Prompt 1 –
Repeat the text on impingement syndrome from "Impingement syndrome is diagnosed" to "times a day.", swapping "ice packs" for "cold compresses".
Prompt 2 –
According to the text on impingement syndrome, how soon should you see a doctor if you have difficulty moving your arm at all?

What should I do?
If you think you have this condition, you should see a doctor within 2 weeks.
How is it diagnosed?
Impingement syndrome is diagnosed based on your symptoms and examination of your shoulder. You may also need a scan.
What is the treatment?
Mild cases can usually be managed with:
- resting the arm
- non-prescription painkillers
- ice packs applied several times a day.
If your symptoms are more severe, your doctor may also refer you for physiotherapy and/or corticosteroid injections.
When to worry?
If you have any of the following then you should see a doctor within 48 hours:
- difficulty moving arm at all
- symptoms not improving after 2 weeks
- you cannot do activities of daily living.
Impingement syndrome is pain and often weakness when you raise your arm, caused by a muscle tendon 'catching' in your shoulder.
It involves the rotator cuff tendon – a tough, rubbery cord that connects your shoulder blade to your arm bone (see diagram, left). This tendon runs through a narrow space between the top of your arm bone and the shoulder blade.
In impingement syndrome, the tendon becomes trapped in this space and is repeatedly scraped against the shoulder blade, causing pain which tends to be worse when you raise your arm over your head, and at night.
It can start suddenly after an injury, or (generally from middle age onwards) it can come on gradually without any obvious cause.
What is the cause?

Material provided –

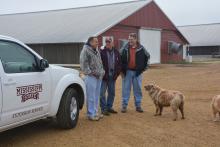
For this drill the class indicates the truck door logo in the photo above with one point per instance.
(29, 92)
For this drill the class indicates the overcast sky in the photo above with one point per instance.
(181, 12)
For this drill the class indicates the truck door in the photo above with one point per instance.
(26, 90)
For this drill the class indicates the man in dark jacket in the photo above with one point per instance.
(112, 66)
(134, 62)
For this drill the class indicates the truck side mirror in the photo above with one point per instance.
(43, 64)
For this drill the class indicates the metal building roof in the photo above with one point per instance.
(202, 35)
(68, 25)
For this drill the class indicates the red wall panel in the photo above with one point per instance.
(149, 16)
(169, 36)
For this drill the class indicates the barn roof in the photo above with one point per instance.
(67, 25)
(202, 35)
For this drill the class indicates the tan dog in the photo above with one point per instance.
(165, 98)
(215, 106)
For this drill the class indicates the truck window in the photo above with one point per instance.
(16, 59)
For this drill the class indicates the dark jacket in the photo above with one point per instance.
(142, 58)
(117, 69)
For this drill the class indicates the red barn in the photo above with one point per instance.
(58, 35)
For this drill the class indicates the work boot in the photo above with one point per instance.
(112, 111)
(139, 109)
(105, 112)
(123, 110)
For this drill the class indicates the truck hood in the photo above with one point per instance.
(63, 70)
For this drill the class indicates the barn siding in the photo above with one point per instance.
(170, 36)
(59, 53)
(149, 16)
(204, 50)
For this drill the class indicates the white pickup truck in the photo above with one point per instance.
(31, 89)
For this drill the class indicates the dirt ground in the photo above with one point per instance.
(198, 82)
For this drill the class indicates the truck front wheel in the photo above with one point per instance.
(68, 111)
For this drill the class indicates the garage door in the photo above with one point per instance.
(151, 40)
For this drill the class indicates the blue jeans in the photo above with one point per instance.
(131, 80)
(110, 85)
(93, 86)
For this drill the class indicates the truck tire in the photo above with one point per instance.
(68, 111)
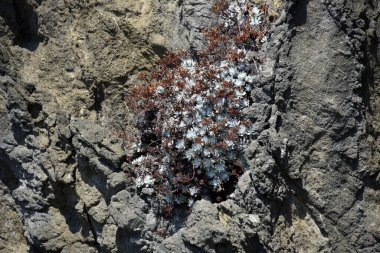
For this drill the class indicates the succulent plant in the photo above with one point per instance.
(197, 130)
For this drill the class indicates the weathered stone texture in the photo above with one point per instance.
(314, 181)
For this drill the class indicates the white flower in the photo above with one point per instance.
(220, 102)
(238, 82)
(197, 162)
(193, 191)
(188, 63)
(160, 90)
(244, 102)
(220, 166)
(162, 168)
(189, 154)
(207, 162)
(139, 160)
(210, 173)
(232, 71)
(203, 131)
(242, 75)
(217, 152)
(242, 130)
(206, 111)
(148, 180)
(180, 144)
(139, 182)
(239, 93)
(191, 134)
(206, 151)
(212, 140)
(229, 143)
(196, 148)
(249, 79)
(225, 176)
(233, 122)
(215, 182)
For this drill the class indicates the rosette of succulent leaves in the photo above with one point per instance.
(193, 129)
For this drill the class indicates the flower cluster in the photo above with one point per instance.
(193, 130)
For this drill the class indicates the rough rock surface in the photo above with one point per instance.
(314, 181)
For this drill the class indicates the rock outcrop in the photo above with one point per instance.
(314, 179)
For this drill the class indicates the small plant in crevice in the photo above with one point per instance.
(189, 113)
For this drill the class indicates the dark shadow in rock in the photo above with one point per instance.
(299, 12)
(34, 109)
(126, 240)
(253, 245)
(7, 175)
(223, 247)
(21, 18)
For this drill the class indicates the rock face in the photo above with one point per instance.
(314, 181)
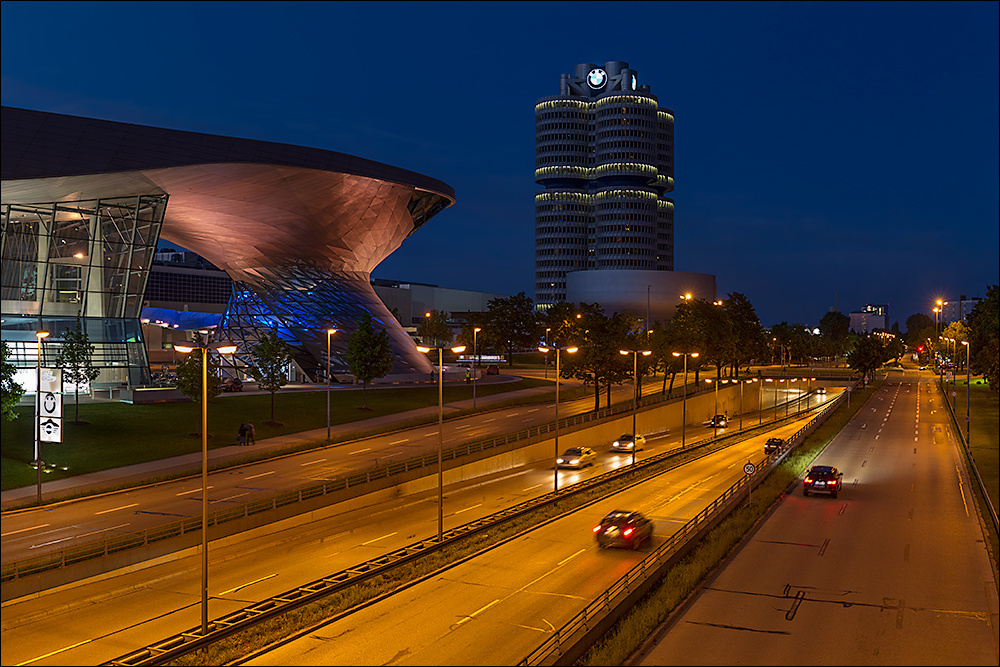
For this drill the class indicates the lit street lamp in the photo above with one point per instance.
(222, 348)
(329, 332)
(968, 383)
(38, 414)
(555, 464)
(684, 399)
(635, 394)
(456, 350)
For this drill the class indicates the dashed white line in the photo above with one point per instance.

Reply 1 –
Impingement syndrome is diagnosed based on your symptoms and examination of your shoulder. You may also need a scan.
What is the treatment?
Mild cases can usually be managed with:
- resting the arm
- non-prescription painkillers
- cold compresses applied several times a day.

Reply 2 –
Within 48 hours.